## Excerpt to read
-*-

Vikalp Sangam brought together more than 100 practitioners, thinkers and researchers of alternative initiatives across the country to learn from each other, build alliances and collectively evolve alternative futures that are ecologically sustainable and socio-economically equitable.
Participants from Jammu and Kashmir included Tsewang Namgyal from Snow Leopard Conservancy, India Trust, Leh, Tashi Morup and Rinchen Dolma from Ladakh Media and Arts Organisation (LAMO), Tsewang Rigzin Journalist, Dr Shaikh Ghulam Rasool from J and K, RTI Movement and Shaheena Parveen and Lubna Rafiqi from Mool, Kashmir.
Sangam was hosted by Swaraj University and other co-hosts organisations with a focus to share key points from the Sangams held in 2014-17 and to review what has been achieved and the way forward. An evolving core group of 41 organisations has been set up to coordinate the planning of the Sangams.
Five key spheres, seen as an integrated whole, re -emerging in the new contexts of the 21st century, discussed during the 2017 Vikalp Sangam at Udaipur include ecological wisdom, integrity and resilience; social well-being and justice; direct and delegated democracy; economic democracy and cultural diversity and knowledge democracy. Vikalp Sangam held in Ladakh in 2015 had stressed that it was a myth that tourism is the major economic mainstay of Ladakh, and that in fact the contribution of agriculture and pastoralism (and particularly of women) was under-emphasised because not all of it involved monetary exchanges or incomes. Another point made was that electricity is not the only energy source needed, but more important was heating energy, which is more appropriately solved not by hydro plants but by architectural changes (such as passive solar heating). The problem of garbage and over-use of tourist spots such as Pangong, haphazard construction and traffic in Leh, lack of benefits from tourism going to villagers, and others were mentioned and recommendations on how to tackle these were brought up and accordingly the recommendations were submitted to the LAHDC in 2015.

-*-

## Collected data
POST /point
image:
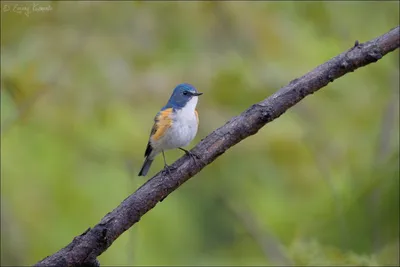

-*-

Reproduce everything in the Vikalp Sangam passage from "Sangam was hosted" down to "of the Sangams.".

## Solved problem
Sangam was hosted by Swaraj University and other co-hosts organisations with a focus to share key points from the Sangams held in 2014-17 and to review what has been achieved and the way forward. An evolving core group of 41 organisations has been set up to coordinate the planning of the Sangams.